**Requirement**:
Please set down every entry below exactly as given.

**Provided information**:
────────
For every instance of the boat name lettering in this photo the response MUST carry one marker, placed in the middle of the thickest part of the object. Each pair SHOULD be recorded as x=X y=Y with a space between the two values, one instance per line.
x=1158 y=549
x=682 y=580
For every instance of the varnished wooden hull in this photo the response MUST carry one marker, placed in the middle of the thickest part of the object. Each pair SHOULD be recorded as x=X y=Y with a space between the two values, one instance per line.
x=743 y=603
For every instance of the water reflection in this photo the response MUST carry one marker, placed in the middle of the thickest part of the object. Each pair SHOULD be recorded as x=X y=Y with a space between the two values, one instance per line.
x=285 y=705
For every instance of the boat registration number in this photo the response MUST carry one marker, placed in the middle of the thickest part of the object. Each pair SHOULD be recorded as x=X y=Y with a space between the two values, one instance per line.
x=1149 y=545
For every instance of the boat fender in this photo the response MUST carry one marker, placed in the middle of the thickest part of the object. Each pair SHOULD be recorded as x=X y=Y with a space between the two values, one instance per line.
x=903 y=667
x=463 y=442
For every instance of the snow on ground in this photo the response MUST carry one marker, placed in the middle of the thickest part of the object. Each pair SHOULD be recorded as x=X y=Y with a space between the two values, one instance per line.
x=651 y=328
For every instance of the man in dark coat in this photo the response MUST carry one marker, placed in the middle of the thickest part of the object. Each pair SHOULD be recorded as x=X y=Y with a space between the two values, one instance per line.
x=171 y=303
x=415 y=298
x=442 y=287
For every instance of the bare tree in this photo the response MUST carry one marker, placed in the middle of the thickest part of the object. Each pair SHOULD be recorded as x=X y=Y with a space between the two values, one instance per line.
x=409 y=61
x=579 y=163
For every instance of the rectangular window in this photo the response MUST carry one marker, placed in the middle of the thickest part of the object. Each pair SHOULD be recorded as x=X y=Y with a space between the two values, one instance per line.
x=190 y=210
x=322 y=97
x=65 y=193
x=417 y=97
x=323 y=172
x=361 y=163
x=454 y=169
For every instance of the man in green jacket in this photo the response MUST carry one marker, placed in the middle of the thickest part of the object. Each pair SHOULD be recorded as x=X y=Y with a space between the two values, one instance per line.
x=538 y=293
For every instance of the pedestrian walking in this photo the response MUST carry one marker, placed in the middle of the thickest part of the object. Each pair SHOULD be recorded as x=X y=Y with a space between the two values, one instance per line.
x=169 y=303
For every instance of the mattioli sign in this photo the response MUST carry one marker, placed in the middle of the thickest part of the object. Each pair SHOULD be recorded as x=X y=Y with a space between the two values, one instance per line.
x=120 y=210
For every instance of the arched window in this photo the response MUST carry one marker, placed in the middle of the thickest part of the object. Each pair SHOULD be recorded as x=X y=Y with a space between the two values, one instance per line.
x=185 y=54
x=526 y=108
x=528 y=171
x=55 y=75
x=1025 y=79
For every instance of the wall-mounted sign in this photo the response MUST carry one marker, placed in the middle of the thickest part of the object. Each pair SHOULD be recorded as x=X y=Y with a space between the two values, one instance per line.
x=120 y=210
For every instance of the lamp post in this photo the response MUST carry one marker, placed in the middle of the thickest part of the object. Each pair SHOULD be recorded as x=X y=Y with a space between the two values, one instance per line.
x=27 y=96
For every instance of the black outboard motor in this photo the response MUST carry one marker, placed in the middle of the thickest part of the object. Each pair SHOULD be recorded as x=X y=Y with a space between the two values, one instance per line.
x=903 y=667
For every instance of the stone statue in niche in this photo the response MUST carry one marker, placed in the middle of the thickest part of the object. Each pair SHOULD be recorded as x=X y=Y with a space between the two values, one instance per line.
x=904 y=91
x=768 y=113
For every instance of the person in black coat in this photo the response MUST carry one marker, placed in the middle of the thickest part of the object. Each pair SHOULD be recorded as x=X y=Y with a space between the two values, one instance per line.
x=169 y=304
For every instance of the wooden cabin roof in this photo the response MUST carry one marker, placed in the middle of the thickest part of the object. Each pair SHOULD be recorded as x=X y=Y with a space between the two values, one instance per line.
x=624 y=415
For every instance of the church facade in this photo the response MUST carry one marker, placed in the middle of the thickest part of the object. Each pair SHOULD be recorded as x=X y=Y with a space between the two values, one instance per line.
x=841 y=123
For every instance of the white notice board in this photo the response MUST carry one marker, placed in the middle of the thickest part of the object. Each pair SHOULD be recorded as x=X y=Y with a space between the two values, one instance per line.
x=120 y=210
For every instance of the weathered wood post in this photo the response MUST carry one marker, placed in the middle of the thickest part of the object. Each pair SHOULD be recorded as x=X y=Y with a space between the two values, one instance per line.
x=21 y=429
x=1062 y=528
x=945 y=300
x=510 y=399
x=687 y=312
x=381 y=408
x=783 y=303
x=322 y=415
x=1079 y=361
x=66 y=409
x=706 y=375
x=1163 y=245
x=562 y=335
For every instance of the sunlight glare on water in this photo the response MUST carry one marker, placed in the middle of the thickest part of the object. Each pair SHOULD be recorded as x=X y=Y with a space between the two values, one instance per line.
────────
**Exercise result**:
For every instance of the boat name lettering in this photo the response MUST carry one marker, placed in the middle of the thickest part of the object. Each pair SHOULD be recorded as x=X y=Y with a space between the two values, one instance per line.
x=1158 y=549
x=682 y=580
For every instance of the varnished wooden hull in this photo the response MUST carry one marker, placed in the middle of the thickest part of the object. Each pair SHOULD be recorded as x=X y=Y with a space between the two values, one instance per line.
x=743 y=603
For every instance of the water reflection in this photo the response MUST carry one marker, placed in the middle of the thickest part of the object. Each pair SHOULD be recorded as x=X y=Y with a space between the two values, one instance per line.
x=285 y=705
For every instance of the boat registration number in this photo the response MUST carry one marker, placed in the middle of the thickest part of the object. Each pair SHOULD be recorded as x=X y=Y with a space between the two values, one instance per line.
x=1149 y=545
For every instance of the boat fender in this photo the response MUST carry one marker, placed in the middle of the thickest part of the object. Each pair SHOULD be recorded as x=X y=Y with a space between the two values, one instance per line.
x=903 y=667
x=463 y=442
For every instance of the snow on ground in this photo the response MUST carry one marker, placed in the middle of the thickest part of the object. Each pair SHOULD be recorded as x=X y=Y with a space between the two values, one instance per line.
x=651 y=328
For every instance of the man in dark coat in this photo the response MUST carry one marker, placed in the middle of the thickest part of the object. Each pair SHOULD be recorded as x=X y=Y with a space between the two values, one instance per line.
x=171 y=303
x=415 y=298
x=442 y=287
For every instance of the bare tree in this photo the response MUST carry one marker, placed in the middle of the thickest part of the object. Each pair SHOULD be recorded as x=X y=Y with a space between the two values, one instance per line.
x=409 y=61
x=579 y=163
For every instance of the rectangular window in this photo the response MUST carry one marker, placed in the middle of the thickest part of the object. Each pair SHOULD be recorded as x=X y=Y with a space between the two values, one instance per line.
x=190 y=210
x=322 y=97
x=65 y=193
x=417 y=97
x=323 y=172
x=361 y=163
x=454 y=169
For every instance of the man in green jacket in this photo the response MUST carry one marker, placed in the middle of the thickest part of the object. Each pair SHOULD be recorded as x=X y=Y with a space between the two values, one instance per line.
x=538 y=293
For every instance of the pedestrian walking in this photo the response MUST carry one marker, placed in the middle of the thickest part of the object. Each pair SHOULD be recorded as x=X y=Y with a space between the two values, one instance per line.
x=169 y=303
For every instance of the mattioli sign in this photo the response MUST carry one marker, placed in the middle of the thickest part of the object. Each pair SHOULD be recorded as x=X y=Y with a space between the two values, one instance per line.
x=120 y=210
For every instance of the arched window in this photo the response MUST carry one marker, placed in the middle of the thickest part of the object. Each pair SHOULD be recorded as x=X y=Y with a space between the two values, one instance per line.
x=185 y=54
x=526 y=108
x=528 y=171
x=55 y=75
x=1025 y=79
For every instance of the wall-mounted sign in this photo the response MUST carry one marker, placed in the middle of the thickest part of the object. Each pair SHOULD be recorded as x=X y=Y with a space between the two values, one instance per line.
x=120 y=210
For every instance of the lamp post in this photo the response MUST carry one marker, placed in the middle of the thickest part of the object. Each pair SHOULD be recorded as x=X y=Y with a space between the two values, one instance per line.
x=27 y=96
For every instance of the black outboard motor in this photo the response MUST carry one marker, placed in the middle of the thickest part of the object. Each pair SHOULD be recorded as x=X y=Y with a space between the two values, one instance per line.
x=903 y=667
For every instance of the stone statue in niche in this photo the response MUST carry one marker, placed in the middle of the thickest part of the object. Each pair SHOULD be recorded as x=X y=Y with a space between the two values, one instance per line.
x=904 y=91
x=768 y=113
For every instance of the person in black coat in this photo the response MUST carry one marker, placed in the middle of the thickest part of the object. Each pair SHOULD be recorded as x=X y=Y with a space between the two values, one instance per line.
x=169 y=304
For every instance of the wooden cabin roof in this photo the response MUST carry one marker, placed in the middle of the thickest part of the object. Each pair SHOULD be recorded as x=X y=Y with a space between the two values, one instance per line.
x=624 y=415
For every instance of the church facade in this photo the response MUST carry one marker, placed in the middle of the thickest part of the object. Each pair SHOULD be recorded as x=X y=Y with a space between the two values, one instance per line.
x=841 y=123
For every instance of the white notice board in this photo the response MUST carry one marker, placed in the middle of the thickest part of the object. Each pair SHOULD be recorded as x=X y=Y with a space between the two values, one instance per line.
x=120 y=210
For every instance of the weathered wood post in this photo the response MUST carry one marker, placed in the middle of the thickest part of the object. Each pair SHOULD be recorded as x=X y=Y with a space between the two values, one instance per line.
x=21 y=429
x=1062 y=528
x=945 y=300
x=510 y=399
x=687 y=312
x=381 y=408
x=783 y=303
x=322 y=415
x=1079 y=361
x=66 y=409
x=706 y=375
x=1163 y=245
x=562 y=335
For every instance of the sunlight glare on water in this photo the response MUST carry one marker, placed in the middle of the thickest part of the object. Each pair SHOULD be recorded as x=X y=Y with a space between the two values, one instance per line.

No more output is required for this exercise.